[Work task 1]
Decide whether each statement below agrees with the cluttercore article. For each, answer yes or no and quote the words of the article that decide it.
(a) The cluttercore trend was started by a video on TikTok.
(b) Oleysyck recommends bringing cluttercore into the bedroom.
(c) "Shelfies" are pictures people take of their bookcases.
[Work task 2] Write the next part of the cluttercore article, picking up after its final sentence.

*** Opening Text excerpt ***

Forget holding objects to see if they spark joy. It’s finally time for collectors and pack rats to rejoice!
It turns out, all of the crap you’ve collected over the years and crammed onto shelves is actually a decorative style that’s trending on Instagram and TikTok. So welcome to “cluttercore.”
More is more when it comes to this newest home style that features layers of pattern, color for days—and just about anything else you’d like to add.
The look has gone so viral that tens of thousands of folks are flocking to their social channels to take “shelfies,” or selfies of their bookcases, so they can share their cluttercore designs.
Homeowners are lining up their seashells, action figures, and candles shaped like vegetables to proclaim their unabashed love of cluttercore.
Wondering how cluttercore began—and whether this style is one to try or one that veers into hoarding territory? Here’s more about this latest decor trend, ways to get the look in your rooms, and how to know if you’ve moved past cluttercore into just plain clutter.
Cluttercore origins and definition
A video on TikTok last summer got the cluttercore ball rolling—and there was no looking back. This look seems to be an outgrowth from our cooped-up days during the COVID-19 pandemic when we were forced to spend hours looking at our homes with a critical eye.
Aching to feel safe in an upside-down world, we gathered our clutter together and put it on display. Cluttercore at its heart is actually maximalism on steroids, with a focus on groupings on shelves, layers on walls, or anything that signals abundance.
“The expression of cluttercore is to arrange things into groups and leave some space between them so each section has its own importance,” explains Robert Oleysyck, owner of All In Creative Agency.
Cluttercore colors and texture
If you’re a lover of maximalism, cluttercore is a close relative. (Think of the style as your very eccentric aunt.) And one way to get the look is to embrace an abundance of color and textures in your rooms. Oleysyck suggests creating a design in your home that works for you and “makes you feel whole or fulfilled.”
And if this maxi-gone-crazy style gets to be too much in one room, you can always tone it down in another.
“Carve out specific areas where you can express cluttercore with intention while reserving other spots, like the bedroom, for a more quiet aesthetic,” Oleysyck says.

*** Closing Text excerpt ***
*** Opening Record excerpts ***

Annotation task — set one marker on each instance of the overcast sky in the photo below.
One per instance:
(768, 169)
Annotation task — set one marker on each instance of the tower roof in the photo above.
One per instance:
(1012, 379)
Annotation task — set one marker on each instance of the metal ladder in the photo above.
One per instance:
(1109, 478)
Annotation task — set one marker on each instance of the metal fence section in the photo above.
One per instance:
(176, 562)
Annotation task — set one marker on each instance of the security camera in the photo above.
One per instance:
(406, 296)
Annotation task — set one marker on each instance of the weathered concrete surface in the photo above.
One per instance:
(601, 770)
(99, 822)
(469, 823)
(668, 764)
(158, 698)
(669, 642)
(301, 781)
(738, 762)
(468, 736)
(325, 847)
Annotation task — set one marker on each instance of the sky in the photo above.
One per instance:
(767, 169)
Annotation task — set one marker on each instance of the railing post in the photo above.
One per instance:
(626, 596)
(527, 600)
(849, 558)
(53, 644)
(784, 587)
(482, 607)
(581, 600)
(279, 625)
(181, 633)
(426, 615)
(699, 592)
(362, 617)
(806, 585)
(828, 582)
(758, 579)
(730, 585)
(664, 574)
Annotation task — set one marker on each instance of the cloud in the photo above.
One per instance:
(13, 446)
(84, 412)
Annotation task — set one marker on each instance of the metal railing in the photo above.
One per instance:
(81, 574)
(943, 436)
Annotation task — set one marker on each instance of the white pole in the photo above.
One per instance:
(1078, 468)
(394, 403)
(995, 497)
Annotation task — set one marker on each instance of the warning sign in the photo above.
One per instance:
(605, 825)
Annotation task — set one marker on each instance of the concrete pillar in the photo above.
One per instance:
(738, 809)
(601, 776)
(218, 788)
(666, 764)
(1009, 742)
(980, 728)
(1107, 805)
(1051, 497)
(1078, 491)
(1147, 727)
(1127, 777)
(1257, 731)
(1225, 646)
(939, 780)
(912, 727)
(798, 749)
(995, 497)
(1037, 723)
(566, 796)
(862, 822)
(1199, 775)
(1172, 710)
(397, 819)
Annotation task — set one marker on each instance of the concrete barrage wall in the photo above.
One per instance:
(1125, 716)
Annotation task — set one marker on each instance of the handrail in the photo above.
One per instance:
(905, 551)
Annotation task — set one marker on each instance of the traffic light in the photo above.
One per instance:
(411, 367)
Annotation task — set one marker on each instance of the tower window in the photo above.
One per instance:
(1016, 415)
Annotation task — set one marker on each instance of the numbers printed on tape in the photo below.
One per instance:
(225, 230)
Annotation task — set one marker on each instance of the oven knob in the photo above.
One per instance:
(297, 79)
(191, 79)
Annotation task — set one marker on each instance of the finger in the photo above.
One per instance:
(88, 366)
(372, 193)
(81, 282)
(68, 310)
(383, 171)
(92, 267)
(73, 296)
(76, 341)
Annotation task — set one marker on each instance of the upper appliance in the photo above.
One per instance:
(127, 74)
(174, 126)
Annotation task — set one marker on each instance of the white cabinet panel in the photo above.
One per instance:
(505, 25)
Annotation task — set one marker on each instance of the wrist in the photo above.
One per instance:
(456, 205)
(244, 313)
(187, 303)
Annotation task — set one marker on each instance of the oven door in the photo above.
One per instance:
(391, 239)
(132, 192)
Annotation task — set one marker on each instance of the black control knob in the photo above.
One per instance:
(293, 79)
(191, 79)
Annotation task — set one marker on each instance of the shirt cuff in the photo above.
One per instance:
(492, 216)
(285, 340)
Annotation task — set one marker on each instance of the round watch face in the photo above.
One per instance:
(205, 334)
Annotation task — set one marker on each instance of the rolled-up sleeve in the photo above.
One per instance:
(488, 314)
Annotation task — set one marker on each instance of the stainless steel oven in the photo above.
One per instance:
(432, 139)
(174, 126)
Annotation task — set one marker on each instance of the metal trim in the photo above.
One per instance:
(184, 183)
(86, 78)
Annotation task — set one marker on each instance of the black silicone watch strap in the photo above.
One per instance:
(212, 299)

*** Closing Record excerpts ***

[Task answer 1]
(a) Yes: "A video on TikTok last summer got the cluttercore ball rolling"
(b) No: "reserving other spots, like the bedroom, for a more quiet aesthetic"
(c) Yes: "“shelfies,” or selfies of their bookcases"

[Task answer 2]
Cluttercore celebrates collections
If you’re into vintage dishes, bowler hats, or comic books, and you want to view them in detail around the clock, cluttercore is for you.
Hang a gallery wall with your finds, corral them on a tray, or mount them under glass for safekeeping. It all works with this fun and creative design trend.
Oleysyck says he proudly displays photography gear, audio equipment, speakers, and a massive collection of vinyl and CDs—”all of which I have an emotional attachment to.” But he does cop to cleaning it up now and then, or when he’s feeling restless or having company over.
“There’s a misconception that being organized means you have to have a sparse space with no warmth,” notes Katie McCann, the organizing professional at Haven.
Even McCann, who lives and breathes order at her day job, displays decorative items on her bookcase. But she draws the line in high-traffic areas. (Her kitchen counter, dresser, and foyer table are neat and tidy.)
Cluttercore pattern on pattern
Photo by California Home + Design
Cluttercore also embraces patterns in a big way, including wallpaper, textiles, and floor coverings. But as you plan your look, think about a unifying thread that can run through it, whether it’s red, white, and blue; a flower theme; or Indian block prints. Otherwise, you may end up with a headache-inducing aesthetic.
Cluttercore—or simply clutter?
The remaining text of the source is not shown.